═════ Testo fornito ═════
Lavoro nel posto in cui lavoro da tredici anni, che a raccontarlo in giro non ci crede mai nessuno: ma come sarebbe a dire, che anno sei? Ottantuno. Machedavéro da tredici anni? Eh.
Mi reputo un privilegiato, e ci sono state occasioni in cui sì, mi sono vergognato d'averci questo privilegio.
Ho firmato il primo contratto che ero ancora imberbe o quasi, un contratto d'apprendistato; l'università accantonata, la testa rasata, otto anelli su dieci dita e i baggy jeans nell'armadietto, giacchecravàtta che figurati se mi lascio imbrigliare, io, dalle trame viscose del lavoro, andavo ripetendomi.
Un anno e mezzo più tardi mi han chiamato per la leva obbligatoria, son stato l'ultimo, penso, a partire militare, che poi non ho fatto il militare, ma guidato ambulanze per la Misericordia. L'azienda per la quale ero contrattualizzato, congelato per la leva, ha fatto un ridimensionamento, e m'han licenziato, anche se non è che si può licenziare così un apprendista, vieppiù sotto leva. E infatti: abbiam fatto vertenza, col sindacato, è stata emanata un'ingiunzione di reintegro, insomma, s'è messo in moto quell'ingranaggio che certe volte s'inceppa, anche se nel mio caso no, non s'è inceppato, son stato fortunato.
Col lavoro che faccio da tredici anni mi sono pagato gli studi, di notte sui libri la mattina a far gli esami e il pomeriggio a lavoro. Col lavoro che è il mio lavoro mi pago il mutuo per la casa. Il mestiere che faccio, spesso lo faccio a lavoro. Due dei tre libri che ho scritto li ho scritti di notte, mentre ero in turno, per dire.
Qualche mattina fa non lavoravo.
Succede che quando sono a lavoro faccio le cose di lavoro che mi piace fare a lavoro, e quando non sono a lavoro faccio le cose di mestiere che mi piace fare quando non sono a lavoro. La mia parola preferita, una delle mie parole preferite, è lavorìo: a casa mia han sempre decantato l'elegia dell'essere indaffarati, ché la vita è un mozzico, dice mia nonna.
═════ Elenco dei record ═════
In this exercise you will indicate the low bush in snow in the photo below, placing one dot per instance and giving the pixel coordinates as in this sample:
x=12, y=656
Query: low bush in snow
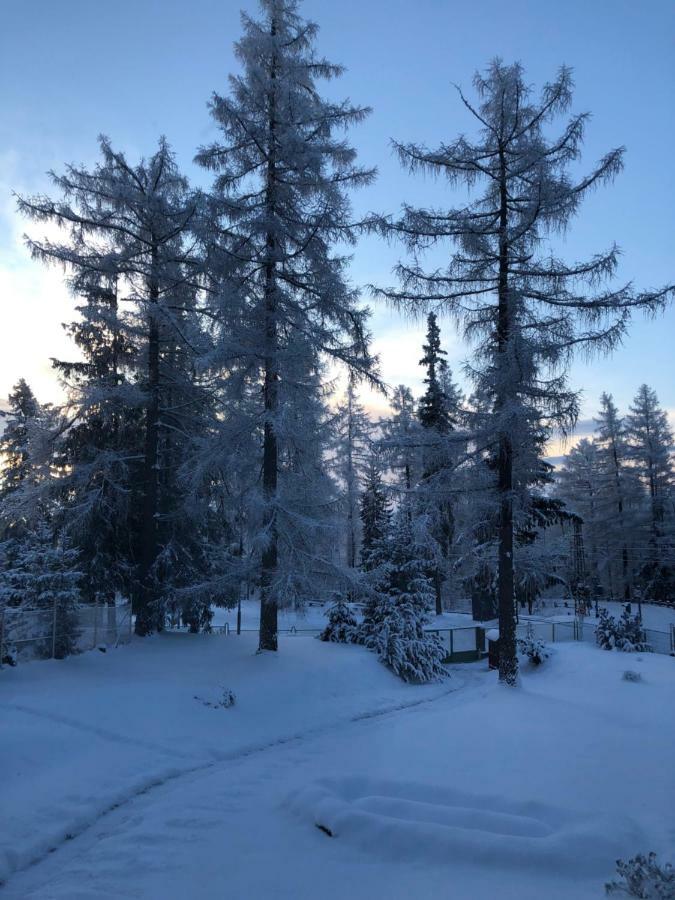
x=227, y=698
x=626, y=634
x=535, y=649
x=401, y=593
x=643, y=877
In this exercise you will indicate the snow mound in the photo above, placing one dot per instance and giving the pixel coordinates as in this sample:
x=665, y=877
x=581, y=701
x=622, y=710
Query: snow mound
x=424, y=822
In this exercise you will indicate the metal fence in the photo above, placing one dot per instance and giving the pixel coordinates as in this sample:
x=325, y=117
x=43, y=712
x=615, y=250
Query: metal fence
x=43, y=633
x=468, y=643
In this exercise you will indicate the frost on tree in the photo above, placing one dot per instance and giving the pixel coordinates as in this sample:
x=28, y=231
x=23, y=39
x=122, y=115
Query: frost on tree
x=135, y=401
x=398, y=608
x=650, y=441
x=524, y=308
x=279, y=204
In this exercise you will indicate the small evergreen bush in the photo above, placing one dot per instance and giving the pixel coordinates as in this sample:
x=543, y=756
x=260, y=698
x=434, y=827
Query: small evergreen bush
x=626, y=634
x=533, y=647
x=643, y=877
x=342, y=624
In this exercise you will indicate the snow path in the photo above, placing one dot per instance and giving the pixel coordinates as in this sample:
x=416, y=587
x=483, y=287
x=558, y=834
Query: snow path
x=64, y=828
x=471, y=793
x=38, y=878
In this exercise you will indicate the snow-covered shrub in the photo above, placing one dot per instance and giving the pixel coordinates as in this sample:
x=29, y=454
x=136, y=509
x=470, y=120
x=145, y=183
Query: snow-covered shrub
x=605, y=632
x=398, y=608
x=643, y=877
x=629, y=633
x=225, y=701
x=626, y=634
x=532, y=647
x=342, y=625
x=402, y=643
═════
— Consegna —
Continua il racconto sui tredici anni di lavoro, ripartendo subito dopo l'ultima frase riportata. I record non hanno alcun legame con il testo fornito.

— Risposta finale —
Sono andato in biblioteca a cercare Il lavoro culturale di Bianciardi, avevo trovato una citazione in Amianto di Alberto Prunetti e m'era venuta voglia di rileggere quel passo in cui Corinto spiega com'è che andrebbero le cose, se comandasse lui, che tipo chi vuole fare il ragioniere deve meritarsi il posto da ragioniere portando al secondo piano un sacco pieno di polvere di gesso, e poi si vedrà.
Alla biblioteca della città che è la mia città, che è pure dove lavoro, e dove svolgo il mio mestiere, poi, m'han prima chiesto se il nome dell'autore era proprio proprio Bian Ciardi (la biblioteca è intitolata ad Alessandro Cialdi, comandante generale della marina pontificia nell'ottocento, magari m'ero sbagliato ad arrotare la èlle), poi han capito che sì, si trattava dell'autore de La vita magra (sic) ma no, Il lavoro culturale non c'era. Allora sono andato in libreria e me lo son comprato. Poi ho scoperto che a casa ce l'avevo già, nell'edizione de I Bianciardini, quelli che somigliano ai Millelire di Stampa Alternativa. Mi capita spesso di aver voglia di leggere un libro che non ricordo d'avere già, allora lo compro, e poi ne ho due, sono problemi che han solo i lettori selvaggi.
Adesso uso l'uno come segnalibro dell'altro.
A pagina 73 dell'edizione UE Feltrinelli de Il lavoro culturale di Bianciardi, 43 dell'edizione mignon, c'è un professore - un lavoratore dell'industria culturale - che dice "una sorta di bracciantato intellettuale [...] Oggi l'insegnante in nulla, se non nella diversa prestazione d'opera, differisce dal bracciante che il latifondista ingaggia per le faccende stagionali". Qualche riga dopo, una professoressa rincara "Al provveditorato [...] facevano, scusando il termine, schifo, davano il posto a chi aveva più raccomandazioni [...]".
Precisare che ILC sia del Cinquantasette, e che sostituendo a insegnante qualsiasi altro ruolo dell'industria culturale d'oggi (redattore, correttore di bozze, traduttore, ufficio stampa) il risultato non cambi, o che niente sia davvero cambiato in cinquant'anni sarebbe un gesto utile solo a glorificare la memoria del maresciallo Jacques de La Palice, quindi anche no.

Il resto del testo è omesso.